*Exercise directions*: Locate every line below that contains the word "area", and copy each of those lines.

*Supplied records*:
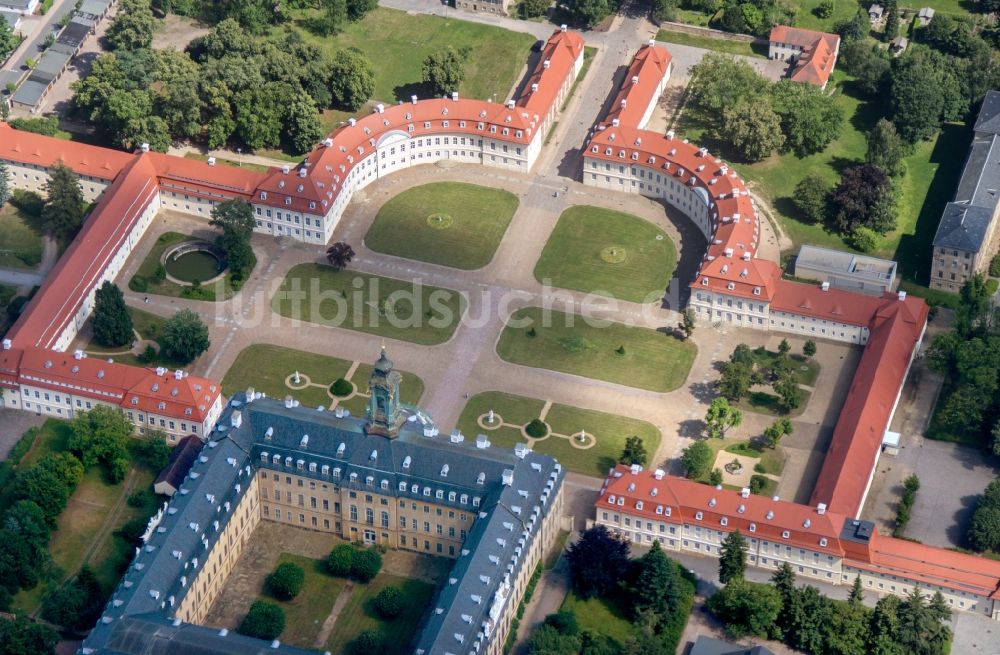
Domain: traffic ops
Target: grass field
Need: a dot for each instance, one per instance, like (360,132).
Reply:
(397,44)
(447,223)
(265,368)
(609,253)
(610,430)
(397,309)
(219,291)
(359,615)
(20,240)
(651,360)
(304,614)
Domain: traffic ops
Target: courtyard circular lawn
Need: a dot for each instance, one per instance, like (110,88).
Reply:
(447,223)
(607,252)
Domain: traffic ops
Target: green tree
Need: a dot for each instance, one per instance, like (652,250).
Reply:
(864,198)
(184,337)
(810,119)
(886,149)
(64,204)
(746,608)
(4,184)
(352,79)
(265,620)
(285,582)
(634,452)
(655,586)
(697,460)
(811,197)
(732,557)
(340,559)
(720,417)
(302,125)
(753,129)
(597,561)
(111,322)
(365,564)
(132,27)
(100,436)
(389,603)
(444,70)
(776,431)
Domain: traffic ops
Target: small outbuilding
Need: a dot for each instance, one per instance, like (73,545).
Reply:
(181,458)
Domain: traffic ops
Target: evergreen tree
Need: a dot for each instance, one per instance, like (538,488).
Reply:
(732,557)
(655,586)
(112,323)
(64,205)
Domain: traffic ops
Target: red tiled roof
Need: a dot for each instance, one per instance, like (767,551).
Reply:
(30,148)
(895,329)
(640,87)
(759,516)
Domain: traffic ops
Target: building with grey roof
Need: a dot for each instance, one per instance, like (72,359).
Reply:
(389,478)
(845,270)
(966,236)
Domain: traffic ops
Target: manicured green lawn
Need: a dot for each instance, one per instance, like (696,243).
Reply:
(607,252)
(397,43)
(609,430)
(447,223)
(305,614)
(651,360)
(359,615)
(265,368)
(20,240)
(222,290)
(397,309)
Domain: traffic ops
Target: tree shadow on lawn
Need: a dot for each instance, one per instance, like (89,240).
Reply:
(913,254)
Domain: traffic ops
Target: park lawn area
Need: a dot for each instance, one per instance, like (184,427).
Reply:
(359,615)
(217,292)
(250,166)
(609,253)
(610,430)
(20,239)
(305,614)
(447,223)
(599,616)
(397,42)
(708,43)
(652,360)
(359,301)
(265,367)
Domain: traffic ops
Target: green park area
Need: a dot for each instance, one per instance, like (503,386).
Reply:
(632,356)
(271,370)
(607,252)
(20,239)
(397,309)
(151,277)
(447,223)
(583,440)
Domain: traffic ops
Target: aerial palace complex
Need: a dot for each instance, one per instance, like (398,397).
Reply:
(368,476)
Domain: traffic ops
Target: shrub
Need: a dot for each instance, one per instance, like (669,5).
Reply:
(285,582)
(138,284)
(537,428)
(265,620)
(341,388)
(365,564)
(389,603)
(340,560)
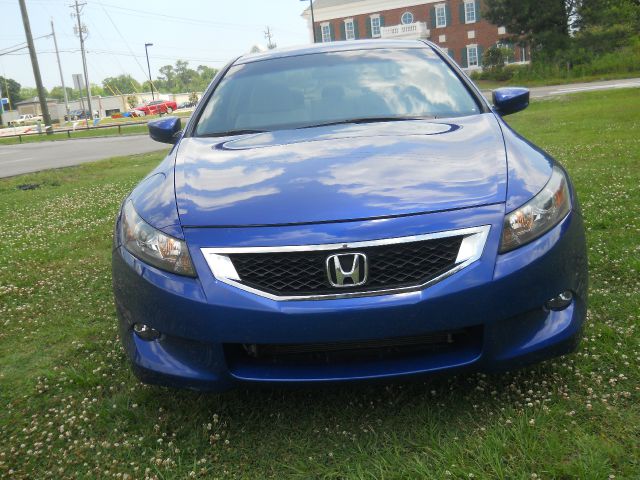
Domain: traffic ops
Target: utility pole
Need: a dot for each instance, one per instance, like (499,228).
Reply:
(146,49)
(64,89)
(36,69)
(81,31)
(268,35)
(313,22)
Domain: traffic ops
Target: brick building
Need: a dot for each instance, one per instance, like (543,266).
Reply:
(457,26)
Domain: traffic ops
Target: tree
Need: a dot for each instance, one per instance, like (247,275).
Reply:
(96,90)
(168,78)
(206,75)
(132,100)
(495,57)
(29,93)
(605,25)
(122,84)
(180,78)
(544,24)
(10,89)
(58,93)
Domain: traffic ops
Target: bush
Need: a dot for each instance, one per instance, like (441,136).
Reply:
(573,64)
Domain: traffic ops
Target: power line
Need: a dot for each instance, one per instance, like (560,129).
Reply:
(174,18)
(122,36)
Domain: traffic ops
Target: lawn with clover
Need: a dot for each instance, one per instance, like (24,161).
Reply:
(70,407)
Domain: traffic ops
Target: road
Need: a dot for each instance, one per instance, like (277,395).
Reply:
(555,90)
(33,157)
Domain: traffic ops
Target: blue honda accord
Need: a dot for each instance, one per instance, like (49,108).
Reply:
(349,211)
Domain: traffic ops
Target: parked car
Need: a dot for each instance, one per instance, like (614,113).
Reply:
(187,105)
(77,115)
(25,120)
(156,108)
(342,212)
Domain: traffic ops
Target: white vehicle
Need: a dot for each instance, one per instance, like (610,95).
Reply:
(25,119)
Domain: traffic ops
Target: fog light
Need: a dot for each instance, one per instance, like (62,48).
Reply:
(145,332)
(560,302)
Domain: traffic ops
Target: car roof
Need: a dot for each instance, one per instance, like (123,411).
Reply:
(341,46)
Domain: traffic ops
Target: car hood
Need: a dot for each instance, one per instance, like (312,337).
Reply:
(340,173)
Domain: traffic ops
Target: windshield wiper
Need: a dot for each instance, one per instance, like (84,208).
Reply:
(361,120)
(230,133)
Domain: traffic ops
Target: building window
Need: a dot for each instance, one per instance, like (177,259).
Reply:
(407,18)
(326,32)
(349,30)
(472,56)
(375,26)
(470,11)
(441,16)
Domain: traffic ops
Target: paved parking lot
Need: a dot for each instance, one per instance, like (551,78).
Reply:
(33,157)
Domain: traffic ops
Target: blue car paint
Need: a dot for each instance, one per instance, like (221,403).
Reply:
(269,179)
(505,294)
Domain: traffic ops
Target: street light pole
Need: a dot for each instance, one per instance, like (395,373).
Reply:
(64,88)
(313,22)
(146,49)
(36,69)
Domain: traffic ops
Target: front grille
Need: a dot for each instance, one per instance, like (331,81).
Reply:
(390,267)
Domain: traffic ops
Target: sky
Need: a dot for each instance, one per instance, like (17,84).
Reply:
(203,32)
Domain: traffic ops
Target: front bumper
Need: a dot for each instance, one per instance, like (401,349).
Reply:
(499,299)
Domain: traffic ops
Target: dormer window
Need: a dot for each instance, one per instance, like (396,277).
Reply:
(407,18)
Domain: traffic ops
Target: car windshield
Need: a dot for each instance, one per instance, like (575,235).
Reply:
(337,87)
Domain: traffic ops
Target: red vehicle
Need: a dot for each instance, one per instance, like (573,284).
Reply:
(157,107)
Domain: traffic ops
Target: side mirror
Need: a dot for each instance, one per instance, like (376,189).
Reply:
(510,100)
(165,130)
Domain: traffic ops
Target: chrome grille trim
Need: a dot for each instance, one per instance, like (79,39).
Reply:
(224,271)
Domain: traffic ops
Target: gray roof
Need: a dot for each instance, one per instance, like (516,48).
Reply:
(318,4)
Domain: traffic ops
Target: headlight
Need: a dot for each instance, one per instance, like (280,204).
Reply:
(152,246)
(538,215)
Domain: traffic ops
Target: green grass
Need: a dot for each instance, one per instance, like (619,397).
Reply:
(100,132)
(542,82)
(69,406)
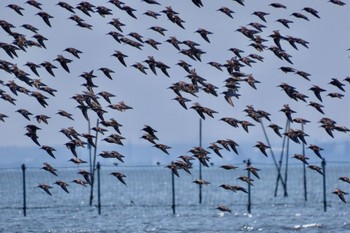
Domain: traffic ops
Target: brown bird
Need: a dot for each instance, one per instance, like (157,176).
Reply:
(119,176)
(317,106)
(49,150)
(227,11)
(162,147)
(311,11)
(63,185)
(317,91)
(16,8)
(46,17)
(75,52)
(300,16)
(173,167)
(81,182)
(77,160)
(262,147)
(159,29)
(335,82)
(25,113)
(65,114)
(120,57)
(201,182)
(48,67)
(49,168)
(253,170)
(276,129)
(63,62)
(228,167)
(302,158)
(246,179)
(151,14)
(316,168)
(261,15)
(284,22)
(46,188)
(340,194)
(66,6)
(345,179)
(278,5)
(204,34)
(86,175)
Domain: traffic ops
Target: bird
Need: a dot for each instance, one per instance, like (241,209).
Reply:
(75,52)
(162,147)
(49,150)
(46,17)
(226,11)
(246,179)
(316,149)
(25,113)
(120,57)
(344,179)
(173,167)
(16,8)
(261,15)
(65,114)
(119,176)
(311,11)
(340,193)
(79,181)
(316,168)
(201,182)
(335,82)
(46,188)
(204,34)
(63,62)
(62,184)
(317,91)
(228,167)
(262,147)
(301,158)
(86,175)
(253,170)
(49,168)
(77,160)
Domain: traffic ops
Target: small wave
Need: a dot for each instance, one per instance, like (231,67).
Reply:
(309,225)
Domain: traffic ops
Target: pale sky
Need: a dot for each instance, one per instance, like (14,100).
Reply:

*Exercise answer*:
Target: park lawn area
Target: green park area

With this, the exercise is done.